## [PROMPT]
Reproduce all the material exactly, minus any pictures it holds.
··· AVAILABLE DATA
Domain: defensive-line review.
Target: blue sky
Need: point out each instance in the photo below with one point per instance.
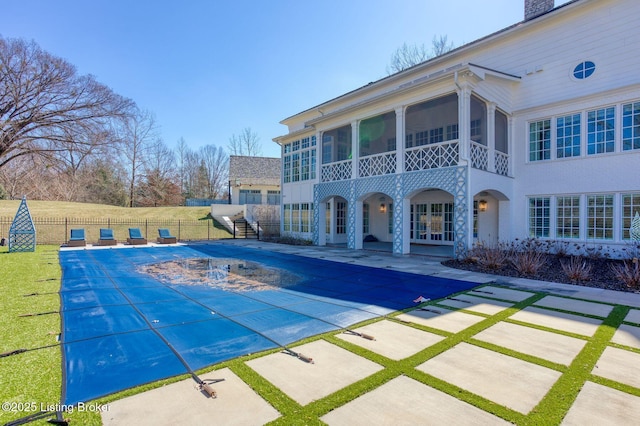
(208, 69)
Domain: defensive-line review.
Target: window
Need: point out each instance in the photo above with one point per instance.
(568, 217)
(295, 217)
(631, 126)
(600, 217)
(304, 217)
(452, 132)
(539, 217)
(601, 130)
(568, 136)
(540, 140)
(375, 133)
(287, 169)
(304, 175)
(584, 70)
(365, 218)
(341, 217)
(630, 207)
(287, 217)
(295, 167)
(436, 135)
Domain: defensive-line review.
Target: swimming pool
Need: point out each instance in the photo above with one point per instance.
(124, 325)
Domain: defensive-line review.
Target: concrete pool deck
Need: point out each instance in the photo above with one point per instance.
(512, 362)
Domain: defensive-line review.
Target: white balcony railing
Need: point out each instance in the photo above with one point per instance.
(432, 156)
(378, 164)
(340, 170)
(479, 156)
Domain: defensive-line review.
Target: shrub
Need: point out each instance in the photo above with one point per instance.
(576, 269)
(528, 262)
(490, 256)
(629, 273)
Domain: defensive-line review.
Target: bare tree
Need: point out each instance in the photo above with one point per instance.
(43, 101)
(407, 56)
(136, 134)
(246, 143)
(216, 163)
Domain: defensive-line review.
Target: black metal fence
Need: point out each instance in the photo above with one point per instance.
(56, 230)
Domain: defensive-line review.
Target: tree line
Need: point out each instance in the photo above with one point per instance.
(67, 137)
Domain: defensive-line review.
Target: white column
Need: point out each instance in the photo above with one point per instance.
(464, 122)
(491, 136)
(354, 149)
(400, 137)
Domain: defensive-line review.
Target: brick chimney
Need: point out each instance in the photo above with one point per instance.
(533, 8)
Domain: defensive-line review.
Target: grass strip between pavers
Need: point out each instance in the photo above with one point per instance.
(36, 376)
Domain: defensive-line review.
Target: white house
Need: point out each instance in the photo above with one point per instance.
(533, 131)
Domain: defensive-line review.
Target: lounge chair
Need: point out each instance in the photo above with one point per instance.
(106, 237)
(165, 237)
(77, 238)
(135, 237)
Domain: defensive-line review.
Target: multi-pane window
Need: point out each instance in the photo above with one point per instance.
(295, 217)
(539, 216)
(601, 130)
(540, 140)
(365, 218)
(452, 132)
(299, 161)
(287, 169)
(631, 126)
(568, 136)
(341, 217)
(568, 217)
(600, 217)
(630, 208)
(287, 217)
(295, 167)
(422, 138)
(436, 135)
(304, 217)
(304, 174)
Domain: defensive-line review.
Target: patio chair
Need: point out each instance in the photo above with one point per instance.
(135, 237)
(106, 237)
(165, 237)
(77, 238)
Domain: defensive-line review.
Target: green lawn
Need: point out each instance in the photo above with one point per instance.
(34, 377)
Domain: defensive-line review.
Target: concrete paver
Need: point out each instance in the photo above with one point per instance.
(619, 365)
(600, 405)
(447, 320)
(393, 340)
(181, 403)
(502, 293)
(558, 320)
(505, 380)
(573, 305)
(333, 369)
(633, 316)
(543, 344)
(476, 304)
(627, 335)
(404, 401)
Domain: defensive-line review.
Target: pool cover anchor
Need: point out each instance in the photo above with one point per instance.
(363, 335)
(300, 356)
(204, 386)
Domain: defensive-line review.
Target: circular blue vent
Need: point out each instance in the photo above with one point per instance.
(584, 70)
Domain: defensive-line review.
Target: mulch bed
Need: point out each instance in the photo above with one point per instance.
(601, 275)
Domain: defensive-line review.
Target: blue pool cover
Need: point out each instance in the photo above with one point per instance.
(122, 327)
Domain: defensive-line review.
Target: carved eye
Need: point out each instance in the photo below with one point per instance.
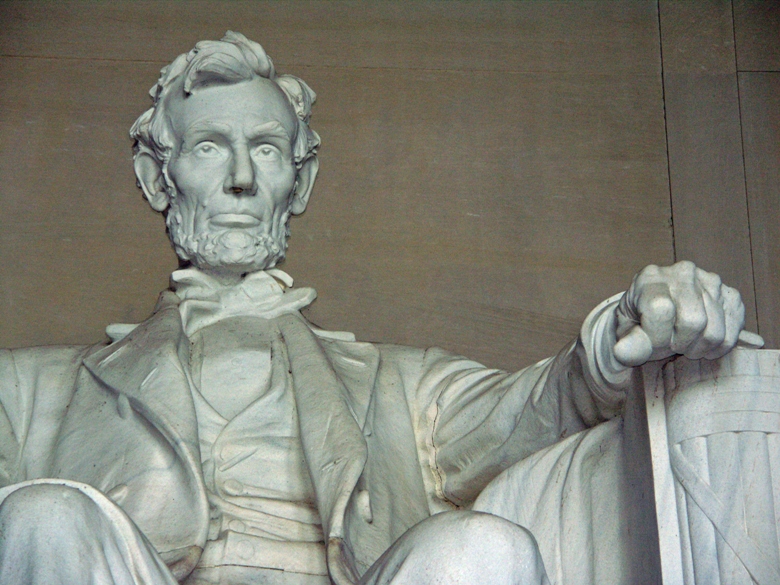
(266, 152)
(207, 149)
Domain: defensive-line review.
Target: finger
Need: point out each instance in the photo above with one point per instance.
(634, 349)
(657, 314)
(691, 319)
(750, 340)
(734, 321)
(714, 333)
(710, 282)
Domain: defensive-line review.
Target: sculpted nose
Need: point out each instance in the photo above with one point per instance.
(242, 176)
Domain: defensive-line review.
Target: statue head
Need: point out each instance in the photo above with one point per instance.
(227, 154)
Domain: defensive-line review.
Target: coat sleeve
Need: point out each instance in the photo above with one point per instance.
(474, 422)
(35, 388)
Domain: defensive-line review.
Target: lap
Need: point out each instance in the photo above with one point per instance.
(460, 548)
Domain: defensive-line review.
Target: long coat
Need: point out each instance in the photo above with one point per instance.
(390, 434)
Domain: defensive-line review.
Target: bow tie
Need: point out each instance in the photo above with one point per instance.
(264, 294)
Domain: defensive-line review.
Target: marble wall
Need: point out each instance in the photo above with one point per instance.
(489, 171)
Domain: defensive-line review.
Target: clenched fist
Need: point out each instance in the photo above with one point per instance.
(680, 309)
······
## [EXERCISE OUTPUT]
Domain: defensive-line review.
Target: blue sky
Need: point out each instance in the photo below with one point per instance.
(208, 69)
Domain: defensive-line review.
Target: window
Need: point out each instance in the photo above with one point per instance.
(568, 217)
(295, 217)
(631, 126)
(600, 217)
(304, 217)
(452, 132)
(539, 217)
(601, 130)
(568, 136)
(540, 140)
(375, 133)
(287, 169)
(304, 175)
(584, 70)
(365, 218)
(341, 217)
(630, 207)
(287, 217)
(295, 167)
(436, 135)
Domain: defensive-line review.
Target: swimming pool
Need: point out each instance in the photo above with one point per instance.
(124, 325)
Domain: defensive-line review.
Target: concrete pool deck
Need: point out each instance in the photo above with one point per instance.
(512, 362)
Domain: defensive-line review.
Target: white balcony railing
Need: point out each instance in the photo above with one point per instance.
(432, 156)
(378, 164)
(340, 170)
(479, 156)
Domain: defensive-line review.
Target: shrub
Need: point out each instance in the photo above with one point per instance.
(576, 269)
(528, 262)
(490, 256)
(629, 273)
Domain: defensive-line review.
Target: bare tree
Need: point out each instance in the photo above with one point per instance.
(43, 101)
(407, 56)
(136, 134)
(246, 143)
(216, 163)
Domain: defensive-line review.
Target: black metal fence
Need: point out each instance in the photo above with one point per instance.
(56, 230)
Domain: defensive-line review.
Target: tree line
Need: point out each instance in the photo above with one point per instance.
(67, 137)
Domain: defensive-line review.
Target: white column
Need: point out each instance in the photo above with one point per instance.
(464, 122)
(491, 136)
(354, 149)
(400, 137)
Domain: defensive-line review.
Target: brick chimney
Need: point out each instance in the photo above with one point per instance.
(533, 8)
Domain: defensive-line review.
Target: grass strip between pavers
Need: point out each instance in the photo above with one point per instance.
(36, 376)
Domain: defensive-line review.
Target: white house
Need: point out each instance in the photo above with one point per instance.
(533, 131)
Domain: defensive-line review.
Target: lounge chair
Need: point out each instance in the photo above with one point per instance.
(106, 237)
(165, 237)
(77, 238)
(135, 237)
Domain: defensive-line review.
Target: multi-pane window
Need: point out each instance in the photo above with one point per instance.
(295, 217)
(539, 216)
(601, 130)
(540, 140)
(365, 218)
(452, 132)
(299, 161)
(287, 169)
(631, 126)
(568, 136)
(341, 217)
(568, 217)
(600, 217)
(630, 208)
(287, 217)
(295, 167)
(422, 138)
(436, 135)
(304, 217)
(304, 174)
Domain: defensive-line review.
Target: patio chair
Need: point out each instance in the photo above with one point per instance.
(135, 237)
(106, 237)
(165, 237)
(77, 238)
Domain: defensive-line review.
Target: green lawn
Need: point out each instance in the photo above with one point per instance.
(34, 377)
Domain: defensive-line review.
Target: concrete paver
Need: point out each instance in the photo above with one point per instance.
(619, 365)
(600, 405)
(447, 320)
(393, 340)
(181, 403)
(502, 293)
(558, 320)
(505, 380)
(573, 305)
(333, 369)
(633, 316)
(543, 344)
(476, 304)
(627, 335)
(404, 401)
Domain: defensive-line review.
Target: pool cover anchor
Need: point out each instance in the photo above with one point per instance.
(363, 335)
(300, 356)
(204, 386)
Domain: defensive-line review.
Target: circular blue vent
Need: point out each instance in the photo above with one point per instance.
(584, 70)
Domain: defensive-line review.
Target: mulch bed
Need: point out each instance in the photo above with one point per instance.
(601, 275)
Domain: defensive-line review.
Target: blue pool cover
Need: point out each instance in the photo above with one point per instance.
(122, 327)
Domain: defensive-line review.
Target: carved eye
Need: point out each instance in the photo below with one point per instance.
(266, 152)
(207, 149)
Domain: defensive-line review.
Target: finger
Need: point out each instance in the photo above with one point per instance.
(634, 349)
(657, 314)
(691, 319)
(750, 340)
(734, 321)
(714, 333)
(710, 282)
Domain: defensive-line review.
Target: sculpted nose
Need: point out each instance in the photo above with one point per instance.
(242, 176)
Domain: defensive-line review.
Target: statue head
Need: point out each instance in the photo above with one point per instance.
(227, 154)
Domain: defensive-line review.
Target: coat sleeve
Need: point out each instance in the photo above with one point per instance.
(474, 422)
(35, 388)
Domain: defensive-line review.
Target: lap
Need: point out each instance in the photo above with one point per instance.
(460, 548)
Domain: defensive-line review.
Target: long coat
Need: point out each instance in the photo above with one point per instance.
(390, 434)
Domain: defensive-line review.
Target: bow tie
Need: point out each instance in the photo above with one point per instance.
(264, 294)
Domain: defensive-line review.
Target: marble wall
Need: point out each instance in the photo above with one point per instance.
(489, 171)
Domain: defensive-line review.
Target: clenched fist
Need: point out each instance in the photo above with one point per instance.
(680, 309)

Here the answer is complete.